AIM OF THE TASK
Express the entries starting at the one containing "Outline the yellow belly" and ending at the one containing "150,95 -> 191,142" as a two-column CSV with the header instruction,box. Give one row per entry, with its text and its answer each in one quoted field and any line breaks replaced by spaces.

Excerpts of labeled region data
--- --- ---

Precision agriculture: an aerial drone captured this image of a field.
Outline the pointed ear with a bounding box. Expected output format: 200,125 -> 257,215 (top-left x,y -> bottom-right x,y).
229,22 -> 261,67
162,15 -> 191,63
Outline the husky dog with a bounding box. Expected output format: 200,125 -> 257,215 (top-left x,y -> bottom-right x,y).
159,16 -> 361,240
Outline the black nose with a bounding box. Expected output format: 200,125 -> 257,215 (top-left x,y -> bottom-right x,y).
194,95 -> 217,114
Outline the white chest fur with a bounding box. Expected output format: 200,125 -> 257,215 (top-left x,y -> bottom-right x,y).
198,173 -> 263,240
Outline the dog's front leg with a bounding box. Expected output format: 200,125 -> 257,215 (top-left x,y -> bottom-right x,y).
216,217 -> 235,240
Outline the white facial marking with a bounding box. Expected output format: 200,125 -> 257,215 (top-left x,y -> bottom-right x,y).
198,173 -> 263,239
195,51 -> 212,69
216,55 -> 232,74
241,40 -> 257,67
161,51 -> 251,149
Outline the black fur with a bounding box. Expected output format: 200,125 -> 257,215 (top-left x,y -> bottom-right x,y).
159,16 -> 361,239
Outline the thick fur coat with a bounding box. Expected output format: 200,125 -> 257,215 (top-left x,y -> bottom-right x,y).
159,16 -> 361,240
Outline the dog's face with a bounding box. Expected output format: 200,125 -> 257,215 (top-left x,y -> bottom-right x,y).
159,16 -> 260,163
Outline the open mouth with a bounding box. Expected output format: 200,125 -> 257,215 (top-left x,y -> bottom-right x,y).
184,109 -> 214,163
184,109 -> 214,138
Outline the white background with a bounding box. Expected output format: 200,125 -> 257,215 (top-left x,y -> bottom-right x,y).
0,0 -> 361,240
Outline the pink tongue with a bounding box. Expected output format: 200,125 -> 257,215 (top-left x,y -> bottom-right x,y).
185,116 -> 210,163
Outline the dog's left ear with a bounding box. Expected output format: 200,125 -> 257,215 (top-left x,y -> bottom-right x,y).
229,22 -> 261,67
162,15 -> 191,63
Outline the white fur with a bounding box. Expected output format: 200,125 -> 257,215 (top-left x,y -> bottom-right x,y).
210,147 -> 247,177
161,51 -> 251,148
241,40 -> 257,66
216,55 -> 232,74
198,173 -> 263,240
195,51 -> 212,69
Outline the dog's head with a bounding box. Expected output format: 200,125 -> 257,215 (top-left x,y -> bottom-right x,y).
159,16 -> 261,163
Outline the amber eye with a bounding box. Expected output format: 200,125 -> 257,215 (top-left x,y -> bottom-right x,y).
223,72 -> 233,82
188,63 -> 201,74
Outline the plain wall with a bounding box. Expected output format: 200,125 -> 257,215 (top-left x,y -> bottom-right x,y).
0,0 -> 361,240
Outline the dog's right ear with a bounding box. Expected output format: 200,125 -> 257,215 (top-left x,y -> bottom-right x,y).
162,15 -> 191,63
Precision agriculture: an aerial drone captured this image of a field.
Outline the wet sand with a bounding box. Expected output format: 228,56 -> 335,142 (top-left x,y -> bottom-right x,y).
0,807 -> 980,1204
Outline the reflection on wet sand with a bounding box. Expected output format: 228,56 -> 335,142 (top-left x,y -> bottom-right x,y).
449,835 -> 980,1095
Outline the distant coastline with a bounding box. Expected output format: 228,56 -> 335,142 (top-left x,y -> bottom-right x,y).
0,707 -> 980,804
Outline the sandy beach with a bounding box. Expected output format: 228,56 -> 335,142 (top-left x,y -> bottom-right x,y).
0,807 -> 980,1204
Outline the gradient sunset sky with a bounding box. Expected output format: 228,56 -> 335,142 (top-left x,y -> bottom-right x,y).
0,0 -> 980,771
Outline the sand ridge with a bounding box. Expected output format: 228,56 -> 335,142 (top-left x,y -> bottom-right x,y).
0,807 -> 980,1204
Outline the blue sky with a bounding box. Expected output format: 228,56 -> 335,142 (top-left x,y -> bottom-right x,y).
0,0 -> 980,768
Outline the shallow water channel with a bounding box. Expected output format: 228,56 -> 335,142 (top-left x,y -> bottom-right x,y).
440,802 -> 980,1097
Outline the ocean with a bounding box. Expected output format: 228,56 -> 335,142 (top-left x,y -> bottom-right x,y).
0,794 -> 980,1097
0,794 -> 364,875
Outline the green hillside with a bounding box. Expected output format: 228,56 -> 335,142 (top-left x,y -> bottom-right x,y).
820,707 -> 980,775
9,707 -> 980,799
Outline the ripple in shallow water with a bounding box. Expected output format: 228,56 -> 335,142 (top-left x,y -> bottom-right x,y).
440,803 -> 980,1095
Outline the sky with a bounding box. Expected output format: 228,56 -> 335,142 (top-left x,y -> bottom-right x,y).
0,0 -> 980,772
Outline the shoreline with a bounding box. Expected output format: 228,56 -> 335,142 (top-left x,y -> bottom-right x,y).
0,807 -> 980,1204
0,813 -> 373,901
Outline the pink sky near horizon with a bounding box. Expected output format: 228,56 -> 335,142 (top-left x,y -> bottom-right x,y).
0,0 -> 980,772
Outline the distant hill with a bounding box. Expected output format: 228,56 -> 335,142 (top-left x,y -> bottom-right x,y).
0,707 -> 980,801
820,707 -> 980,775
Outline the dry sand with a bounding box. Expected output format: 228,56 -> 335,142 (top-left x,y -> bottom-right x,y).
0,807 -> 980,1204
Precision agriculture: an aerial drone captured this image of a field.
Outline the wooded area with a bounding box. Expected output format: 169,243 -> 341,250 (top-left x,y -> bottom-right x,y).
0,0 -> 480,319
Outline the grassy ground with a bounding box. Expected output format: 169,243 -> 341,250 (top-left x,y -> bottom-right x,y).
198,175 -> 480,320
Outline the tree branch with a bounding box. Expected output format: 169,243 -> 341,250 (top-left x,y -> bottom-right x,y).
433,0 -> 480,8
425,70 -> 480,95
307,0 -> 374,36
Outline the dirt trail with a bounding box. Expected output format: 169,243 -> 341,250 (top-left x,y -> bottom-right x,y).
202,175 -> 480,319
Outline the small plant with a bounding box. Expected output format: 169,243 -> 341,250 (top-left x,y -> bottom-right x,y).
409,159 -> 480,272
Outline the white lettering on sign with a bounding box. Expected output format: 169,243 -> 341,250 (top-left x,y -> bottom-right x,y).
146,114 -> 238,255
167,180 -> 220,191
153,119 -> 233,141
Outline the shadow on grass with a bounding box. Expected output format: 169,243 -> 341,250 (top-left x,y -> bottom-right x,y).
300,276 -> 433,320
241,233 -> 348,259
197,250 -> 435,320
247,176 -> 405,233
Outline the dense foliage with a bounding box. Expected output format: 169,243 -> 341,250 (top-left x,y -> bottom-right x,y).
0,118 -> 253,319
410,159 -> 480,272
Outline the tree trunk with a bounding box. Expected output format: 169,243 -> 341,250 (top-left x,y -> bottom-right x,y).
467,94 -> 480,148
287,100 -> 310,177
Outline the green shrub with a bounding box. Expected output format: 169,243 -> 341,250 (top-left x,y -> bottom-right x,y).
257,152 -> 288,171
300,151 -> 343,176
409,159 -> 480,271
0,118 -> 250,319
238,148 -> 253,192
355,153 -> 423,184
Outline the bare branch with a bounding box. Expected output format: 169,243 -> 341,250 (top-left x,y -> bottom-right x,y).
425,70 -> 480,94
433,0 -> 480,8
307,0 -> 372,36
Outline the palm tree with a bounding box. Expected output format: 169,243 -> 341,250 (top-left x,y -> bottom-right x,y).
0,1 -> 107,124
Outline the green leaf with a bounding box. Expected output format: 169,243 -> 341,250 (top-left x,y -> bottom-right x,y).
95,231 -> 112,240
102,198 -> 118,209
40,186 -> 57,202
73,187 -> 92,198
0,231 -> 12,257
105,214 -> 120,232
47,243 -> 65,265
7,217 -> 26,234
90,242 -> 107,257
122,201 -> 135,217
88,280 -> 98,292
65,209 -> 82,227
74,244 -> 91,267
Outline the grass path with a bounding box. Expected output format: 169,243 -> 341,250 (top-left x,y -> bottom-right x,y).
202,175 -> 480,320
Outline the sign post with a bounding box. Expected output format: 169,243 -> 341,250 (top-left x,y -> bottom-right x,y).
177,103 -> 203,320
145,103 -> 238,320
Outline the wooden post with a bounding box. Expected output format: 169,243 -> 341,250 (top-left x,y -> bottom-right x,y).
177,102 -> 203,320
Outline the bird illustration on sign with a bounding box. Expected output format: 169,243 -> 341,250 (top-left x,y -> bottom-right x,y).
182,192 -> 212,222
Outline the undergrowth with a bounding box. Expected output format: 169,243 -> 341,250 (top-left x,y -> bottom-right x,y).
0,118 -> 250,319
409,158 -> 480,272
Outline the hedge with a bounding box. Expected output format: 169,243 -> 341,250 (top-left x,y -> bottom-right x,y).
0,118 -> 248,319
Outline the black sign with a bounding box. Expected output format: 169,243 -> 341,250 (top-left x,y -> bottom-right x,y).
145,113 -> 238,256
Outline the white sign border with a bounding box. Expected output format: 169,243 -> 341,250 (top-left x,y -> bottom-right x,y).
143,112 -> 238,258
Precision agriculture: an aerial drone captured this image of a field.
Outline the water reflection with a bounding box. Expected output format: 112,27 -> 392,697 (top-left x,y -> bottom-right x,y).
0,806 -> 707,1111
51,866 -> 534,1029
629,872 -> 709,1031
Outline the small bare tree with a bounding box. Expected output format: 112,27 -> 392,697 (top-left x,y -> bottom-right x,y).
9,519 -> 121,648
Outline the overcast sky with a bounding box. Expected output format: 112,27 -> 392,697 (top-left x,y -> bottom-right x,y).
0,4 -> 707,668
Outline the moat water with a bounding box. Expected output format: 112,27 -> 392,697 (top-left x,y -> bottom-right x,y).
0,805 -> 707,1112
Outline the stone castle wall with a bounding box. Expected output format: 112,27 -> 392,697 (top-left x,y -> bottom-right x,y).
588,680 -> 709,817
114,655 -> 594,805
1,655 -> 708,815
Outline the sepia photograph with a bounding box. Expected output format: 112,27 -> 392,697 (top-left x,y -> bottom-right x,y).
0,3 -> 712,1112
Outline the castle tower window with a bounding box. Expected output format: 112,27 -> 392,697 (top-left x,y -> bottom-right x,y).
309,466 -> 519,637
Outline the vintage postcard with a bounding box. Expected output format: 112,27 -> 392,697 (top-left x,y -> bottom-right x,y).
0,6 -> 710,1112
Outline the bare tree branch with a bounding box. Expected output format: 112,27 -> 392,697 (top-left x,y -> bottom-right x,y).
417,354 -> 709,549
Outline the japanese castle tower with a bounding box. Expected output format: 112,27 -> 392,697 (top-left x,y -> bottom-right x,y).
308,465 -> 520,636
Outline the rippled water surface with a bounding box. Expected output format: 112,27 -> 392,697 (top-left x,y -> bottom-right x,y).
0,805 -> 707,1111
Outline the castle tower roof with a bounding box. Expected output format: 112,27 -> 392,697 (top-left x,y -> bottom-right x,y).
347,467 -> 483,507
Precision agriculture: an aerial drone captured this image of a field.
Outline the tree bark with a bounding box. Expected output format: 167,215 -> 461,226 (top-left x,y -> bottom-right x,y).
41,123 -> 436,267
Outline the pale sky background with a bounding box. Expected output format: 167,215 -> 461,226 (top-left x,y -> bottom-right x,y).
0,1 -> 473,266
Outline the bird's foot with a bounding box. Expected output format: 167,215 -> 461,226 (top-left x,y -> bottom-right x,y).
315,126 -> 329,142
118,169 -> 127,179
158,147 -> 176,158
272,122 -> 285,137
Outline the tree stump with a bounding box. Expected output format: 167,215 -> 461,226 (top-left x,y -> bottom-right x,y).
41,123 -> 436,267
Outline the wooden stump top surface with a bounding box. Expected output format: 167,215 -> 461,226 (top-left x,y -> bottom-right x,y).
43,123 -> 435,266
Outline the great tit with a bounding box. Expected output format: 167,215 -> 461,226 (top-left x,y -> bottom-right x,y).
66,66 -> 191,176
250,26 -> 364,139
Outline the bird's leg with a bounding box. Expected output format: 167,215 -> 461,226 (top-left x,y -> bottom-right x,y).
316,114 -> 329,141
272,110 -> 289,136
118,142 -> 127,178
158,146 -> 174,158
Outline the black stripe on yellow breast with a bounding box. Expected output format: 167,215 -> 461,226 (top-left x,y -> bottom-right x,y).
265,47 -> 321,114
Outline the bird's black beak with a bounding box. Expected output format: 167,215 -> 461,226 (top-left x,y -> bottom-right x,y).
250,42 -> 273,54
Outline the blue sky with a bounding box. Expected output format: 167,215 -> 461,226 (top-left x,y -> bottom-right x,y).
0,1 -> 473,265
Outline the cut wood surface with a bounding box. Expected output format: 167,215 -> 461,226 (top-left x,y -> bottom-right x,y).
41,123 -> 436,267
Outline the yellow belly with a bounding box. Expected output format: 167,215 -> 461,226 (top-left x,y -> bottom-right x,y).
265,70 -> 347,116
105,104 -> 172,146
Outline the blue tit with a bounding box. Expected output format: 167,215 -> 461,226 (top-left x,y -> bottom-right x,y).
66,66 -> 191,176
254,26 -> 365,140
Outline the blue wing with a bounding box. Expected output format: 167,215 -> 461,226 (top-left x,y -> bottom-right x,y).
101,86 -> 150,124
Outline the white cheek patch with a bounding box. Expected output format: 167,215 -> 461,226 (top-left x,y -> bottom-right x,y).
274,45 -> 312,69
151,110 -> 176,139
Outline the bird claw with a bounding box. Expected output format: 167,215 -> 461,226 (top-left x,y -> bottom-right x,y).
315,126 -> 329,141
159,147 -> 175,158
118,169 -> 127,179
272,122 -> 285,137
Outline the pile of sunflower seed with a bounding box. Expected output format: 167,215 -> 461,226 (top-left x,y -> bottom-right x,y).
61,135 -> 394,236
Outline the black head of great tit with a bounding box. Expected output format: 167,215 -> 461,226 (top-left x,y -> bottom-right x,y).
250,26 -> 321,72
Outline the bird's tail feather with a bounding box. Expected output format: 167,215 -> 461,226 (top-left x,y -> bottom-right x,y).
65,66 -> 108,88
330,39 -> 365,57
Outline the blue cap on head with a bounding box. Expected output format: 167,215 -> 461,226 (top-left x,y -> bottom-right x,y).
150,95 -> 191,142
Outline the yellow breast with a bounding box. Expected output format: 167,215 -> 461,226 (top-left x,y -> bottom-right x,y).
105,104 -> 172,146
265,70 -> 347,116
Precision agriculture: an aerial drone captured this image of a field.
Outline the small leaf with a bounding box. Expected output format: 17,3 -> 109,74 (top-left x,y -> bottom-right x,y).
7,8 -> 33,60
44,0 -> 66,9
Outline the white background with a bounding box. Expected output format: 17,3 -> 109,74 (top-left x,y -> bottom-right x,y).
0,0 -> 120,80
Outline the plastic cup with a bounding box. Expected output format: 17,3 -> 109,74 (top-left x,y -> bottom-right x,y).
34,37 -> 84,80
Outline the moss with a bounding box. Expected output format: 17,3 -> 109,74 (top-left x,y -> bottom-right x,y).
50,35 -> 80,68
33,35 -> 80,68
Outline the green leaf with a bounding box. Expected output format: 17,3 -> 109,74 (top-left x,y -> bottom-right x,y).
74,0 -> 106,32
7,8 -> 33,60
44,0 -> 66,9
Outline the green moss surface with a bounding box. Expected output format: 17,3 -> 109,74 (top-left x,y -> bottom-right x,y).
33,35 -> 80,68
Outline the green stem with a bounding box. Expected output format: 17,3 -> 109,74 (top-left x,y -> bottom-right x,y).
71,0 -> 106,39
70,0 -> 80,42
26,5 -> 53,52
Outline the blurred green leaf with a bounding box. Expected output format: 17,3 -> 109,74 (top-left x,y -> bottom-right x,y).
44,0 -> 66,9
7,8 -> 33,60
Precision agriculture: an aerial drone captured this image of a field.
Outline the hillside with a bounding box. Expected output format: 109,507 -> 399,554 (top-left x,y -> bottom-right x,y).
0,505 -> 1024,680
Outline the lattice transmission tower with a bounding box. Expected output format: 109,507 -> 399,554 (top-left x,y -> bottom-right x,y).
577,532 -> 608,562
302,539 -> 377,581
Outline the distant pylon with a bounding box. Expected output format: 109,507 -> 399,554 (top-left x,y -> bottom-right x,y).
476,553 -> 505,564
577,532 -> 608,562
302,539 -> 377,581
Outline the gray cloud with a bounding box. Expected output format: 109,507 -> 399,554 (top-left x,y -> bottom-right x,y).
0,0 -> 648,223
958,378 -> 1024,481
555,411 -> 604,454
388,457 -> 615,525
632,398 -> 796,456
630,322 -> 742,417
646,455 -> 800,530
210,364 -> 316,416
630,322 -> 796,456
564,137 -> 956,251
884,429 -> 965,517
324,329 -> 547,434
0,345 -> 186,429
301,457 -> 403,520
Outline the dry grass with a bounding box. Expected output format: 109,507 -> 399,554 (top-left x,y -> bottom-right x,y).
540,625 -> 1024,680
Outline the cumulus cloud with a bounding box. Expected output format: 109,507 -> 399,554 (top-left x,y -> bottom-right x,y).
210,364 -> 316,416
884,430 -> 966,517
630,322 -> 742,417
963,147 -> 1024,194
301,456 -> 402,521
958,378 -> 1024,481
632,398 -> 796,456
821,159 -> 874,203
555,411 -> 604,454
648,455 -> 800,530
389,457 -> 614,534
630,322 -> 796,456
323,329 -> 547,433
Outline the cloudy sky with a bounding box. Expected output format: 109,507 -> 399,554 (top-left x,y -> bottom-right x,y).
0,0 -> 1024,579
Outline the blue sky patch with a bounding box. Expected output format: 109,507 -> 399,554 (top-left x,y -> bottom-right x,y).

--- --- ---

OUTPUT BELOW
instruction,box
"Outline the yellow belly with a bounding box. Expected output format: 167,215 -> 461,226 (top-left x,y -> bottom-right x,y).","265,70 -> 347,116 105,104 -> 172,146"
"Outline the blue tit with a bounding box. Expected output format: 167,215 -> 461,226 (top-left x,y -> bottom-right x,y).","66,66 -> 191,176 254,26 -> 365,140"
"Outline the blue wing with a bounding box. Expected output format: 167,215 -> 461,226 (top-left x,y -> bottom-right x,y).","101,86 -> 150,124"
"Outline the white cheek patch with a bounding box. Expected output format: 167,215 -> 461,226 (top-left x,y -> bottom-right x,y).","274,45 -> 312,69 151,110 -> 176,139"
"Outline the bird claw with a bounding box. Expected output format: 167,215 -> 461,226 (top-left x,y -> bottom-right x,y).","315,126 -> 329,141 159,147 -> 175,158 118,169 -> 127,179 272,122 -> 285,137"
"Outline the pile of sunflower seed with a bounding box. Expected output format: 167,215 -> 461,226 (top-left x,y -> bottom-right x,y).","61,135 -> 394,236"
"Outline the black head of great tit with a bounding box. Expected output format: 167,215 -> 461,226 (top-left x,y -> bottom-right x,y).","250,26 -> 321,72"
"Outline the bird's tail feather with a bounding box. Expected output format: 167,215 -> 461,226 (top-left x,y -> bottom-right x,y).","65,66 -> 108,88 330,39 -> 365,57"
"Outline the blue cap on head with a bounding box. Expected output format: 167,215 -> 461,226 (top-left x,y -> bottom-right x,y).","150,95 -> 191,142"